Emit only the lines from the line containing "trace: wet rock face" through the last line of the entries, unchanged.

(Segmentation dataset records)
## BEGIN
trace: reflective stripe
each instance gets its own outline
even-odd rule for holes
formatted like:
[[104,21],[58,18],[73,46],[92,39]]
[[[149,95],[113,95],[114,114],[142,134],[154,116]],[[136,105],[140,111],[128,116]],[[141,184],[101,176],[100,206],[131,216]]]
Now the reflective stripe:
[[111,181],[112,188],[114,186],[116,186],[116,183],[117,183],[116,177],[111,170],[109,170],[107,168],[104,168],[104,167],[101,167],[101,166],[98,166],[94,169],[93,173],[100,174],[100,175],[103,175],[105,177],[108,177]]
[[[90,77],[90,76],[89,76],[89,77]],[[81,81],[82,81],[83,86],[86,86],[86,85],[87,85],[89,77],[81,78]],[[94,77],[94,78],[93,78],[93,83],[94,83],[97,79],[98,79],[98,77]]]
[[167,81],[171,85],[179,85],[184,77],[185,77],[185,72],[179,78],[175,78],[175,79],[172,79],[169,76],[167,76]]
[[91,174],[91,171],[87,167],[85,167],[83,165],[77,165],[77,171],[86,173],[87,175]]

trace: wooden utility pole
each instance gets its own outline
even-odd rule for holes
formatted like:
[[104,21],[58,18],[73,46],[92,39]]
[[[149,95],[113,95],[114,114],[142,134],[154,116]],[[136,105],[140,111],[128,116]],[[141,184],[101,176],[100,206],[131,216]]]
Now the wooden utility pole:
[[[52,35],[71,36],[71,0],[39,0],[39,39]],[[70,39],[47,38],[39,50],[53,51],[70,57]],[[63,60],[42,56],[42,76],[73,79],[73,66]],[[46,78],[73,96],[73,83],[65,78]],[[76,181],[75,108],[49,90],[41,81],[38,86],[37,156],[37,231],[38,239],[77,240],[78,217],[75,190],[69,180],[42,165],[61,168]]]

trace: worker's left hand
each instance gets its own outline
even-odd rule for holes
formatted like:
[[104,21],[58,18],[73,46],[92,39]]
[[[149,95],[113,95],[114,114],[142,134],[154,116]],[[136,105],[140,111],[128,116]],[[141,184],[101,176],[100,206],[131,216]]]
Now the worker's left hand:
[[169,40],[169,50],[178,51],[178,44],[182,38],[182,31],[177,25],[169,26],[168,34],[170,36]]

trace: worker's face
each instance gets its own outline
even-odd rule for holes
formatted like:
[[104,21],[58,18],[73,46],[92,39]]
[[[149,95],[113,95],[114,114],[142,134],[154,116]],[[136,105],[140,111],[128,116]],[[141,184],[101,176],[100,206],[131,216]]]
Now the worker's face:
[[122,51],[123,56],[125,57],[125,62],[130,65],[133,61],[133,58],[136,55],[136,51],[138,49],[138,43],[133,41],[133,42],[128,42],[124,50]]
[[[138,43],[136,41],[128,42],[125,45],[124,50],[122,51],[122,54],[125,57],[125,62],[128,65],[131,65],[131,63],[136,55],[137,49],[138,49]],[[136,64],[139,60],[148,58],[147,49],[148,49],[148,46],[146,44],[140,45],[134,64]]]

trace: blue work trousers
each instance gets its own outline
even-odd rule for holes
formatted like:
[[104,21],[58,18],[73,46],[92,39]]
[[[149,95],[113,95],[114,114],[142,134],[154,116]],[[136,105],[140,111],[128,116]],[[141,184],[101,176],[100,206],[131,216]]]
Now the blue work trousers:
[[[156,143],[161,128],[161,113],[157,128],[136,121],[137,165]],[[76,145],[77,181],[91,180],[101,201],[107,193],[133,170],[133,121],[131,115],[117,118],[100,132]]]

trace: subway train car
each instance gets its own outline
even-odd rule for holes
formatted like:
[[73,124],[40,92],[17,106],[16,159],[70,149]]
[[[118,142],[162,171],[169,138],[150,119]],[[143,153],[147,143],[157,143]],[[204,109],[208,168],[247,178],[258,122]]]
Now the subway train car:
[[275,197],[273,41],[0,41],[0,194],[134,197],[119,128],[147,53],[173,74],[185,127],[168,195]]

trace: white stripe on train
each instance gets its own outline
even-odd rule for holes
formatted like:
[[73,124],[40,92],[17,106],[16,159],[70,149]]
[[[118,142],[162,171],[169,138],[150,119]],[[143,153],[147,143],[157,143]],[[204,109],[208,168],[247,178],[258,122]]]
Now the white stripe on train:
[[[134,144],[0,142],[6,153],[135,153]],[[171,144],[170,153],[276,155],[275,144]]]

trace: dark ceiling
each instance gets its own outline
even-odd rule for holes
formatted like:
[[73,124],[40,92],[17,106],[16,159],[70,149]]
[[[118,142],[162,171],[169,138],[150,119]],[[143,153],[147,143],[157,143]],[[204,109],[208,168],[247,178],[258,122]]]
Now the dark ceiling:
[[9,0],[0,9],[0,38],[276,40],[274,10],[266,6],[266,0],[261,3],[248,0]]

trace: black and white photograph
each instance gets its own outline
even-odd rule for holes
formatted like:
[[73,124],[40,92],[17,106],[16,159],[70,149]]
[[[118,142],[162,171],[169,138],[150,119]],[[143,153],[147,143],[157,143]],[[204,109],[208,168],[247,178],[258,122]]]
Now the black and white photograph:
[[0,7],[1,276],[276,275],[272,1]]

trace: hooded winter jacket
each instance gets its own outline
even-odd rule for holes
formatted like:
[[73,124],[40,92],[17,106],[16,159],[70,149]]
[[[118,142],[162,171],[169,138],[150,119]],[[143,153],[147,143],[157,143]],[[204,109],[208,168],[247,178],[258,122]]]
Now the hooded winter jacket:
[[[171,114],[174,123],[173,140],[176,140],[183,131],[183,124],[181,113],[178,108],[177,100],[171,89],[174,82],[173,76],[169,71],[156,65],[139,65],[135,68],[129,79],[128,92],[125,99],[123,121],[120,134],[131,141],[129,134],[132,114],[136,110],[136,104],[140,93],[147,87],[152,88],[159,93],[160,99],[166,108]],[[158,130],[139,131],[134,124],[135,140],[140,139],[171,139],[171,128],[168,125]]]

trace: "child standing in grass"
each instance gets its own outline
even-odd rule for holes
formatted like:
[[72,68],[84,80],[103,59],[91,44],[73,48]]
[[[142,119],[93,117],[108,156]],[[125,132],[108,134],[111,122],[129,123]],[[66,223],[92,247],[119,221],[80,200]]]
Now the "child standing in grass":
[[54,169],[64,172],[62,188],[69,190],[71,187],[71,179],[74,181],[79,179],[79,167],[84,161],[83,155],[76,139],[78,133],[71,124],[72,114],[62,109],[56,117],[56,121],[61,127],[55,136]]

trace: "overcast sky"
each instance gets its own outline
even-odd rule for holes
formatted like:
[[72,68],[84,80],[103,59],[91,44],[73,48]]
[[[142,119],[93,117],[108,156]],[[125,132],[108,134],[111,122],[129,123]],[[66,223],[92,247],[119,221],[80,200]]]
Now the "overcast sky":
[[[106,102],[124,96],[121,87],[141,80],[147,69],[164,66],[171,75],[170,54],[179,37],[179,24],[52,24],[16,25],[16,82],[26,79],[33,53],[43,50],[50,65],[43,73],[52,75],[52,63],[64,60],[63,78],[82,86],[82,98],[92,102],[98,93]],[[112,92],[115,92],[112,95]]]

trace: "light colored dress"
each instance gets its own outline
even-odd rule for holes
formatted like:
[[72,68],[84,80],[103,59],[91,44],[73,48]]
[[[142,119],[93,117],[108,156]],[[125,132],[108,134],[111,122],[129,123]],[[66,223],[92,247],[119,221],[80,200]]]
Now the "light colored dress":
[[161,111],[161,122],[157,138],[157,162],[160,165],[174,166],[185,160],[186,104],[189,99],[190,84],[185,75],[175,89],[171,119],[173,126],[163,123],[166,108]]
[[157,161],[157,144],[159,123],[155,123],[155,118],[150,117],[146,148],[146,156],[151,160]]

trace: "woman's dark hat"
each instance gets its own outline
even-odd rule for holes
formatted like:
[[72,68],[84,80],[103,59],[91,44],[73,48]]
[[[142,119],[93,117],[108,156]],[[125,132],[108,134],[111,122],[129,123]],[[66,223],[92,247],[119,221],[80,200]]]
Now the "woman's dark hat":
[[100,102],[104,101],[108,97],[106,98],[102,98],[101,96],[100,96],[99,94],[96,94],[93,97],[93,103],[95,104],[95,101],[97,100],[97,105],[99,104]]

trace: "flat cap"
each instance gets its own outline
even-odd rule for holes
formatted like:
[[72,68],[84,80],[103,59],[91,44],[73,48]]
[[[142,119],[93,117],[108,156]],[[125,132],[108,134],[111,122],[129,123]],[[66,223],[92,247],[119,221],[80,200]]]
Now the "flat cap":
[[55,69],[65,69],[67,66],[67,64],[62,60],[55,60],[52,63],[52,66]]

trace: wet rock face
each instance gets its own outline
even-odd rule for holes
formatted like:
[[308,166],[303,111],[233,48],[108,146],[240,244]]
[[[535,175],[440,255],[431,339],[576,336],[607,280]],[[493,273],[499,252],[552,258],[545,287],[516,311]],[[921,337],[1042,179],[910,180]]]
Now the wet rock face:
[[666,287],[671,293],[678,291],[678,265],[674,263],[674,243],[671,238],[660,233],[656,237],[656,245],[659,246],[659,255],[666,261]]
## END
**Solution for this exercise**
trace: wet rock face
each instance gets its own outline
even-odd rule for holes
formatted like:
[[308,166],[303,111],[233,48],[108,146],[240,244]]
[[[535,175],[440,255],[431,339],[576,336],[607,280]],[[493,273],[499,252],[552,258],[545,287],[516,311]],[[921,337],[1042,179],[910,180]]]
Now the wet rock face:
[[666,287],[671,293],[678,291],[678,265],[674,263],[674,243],[671,238],[660,233],[656,237],[656,245],[659,246],[659,255],[666,261]]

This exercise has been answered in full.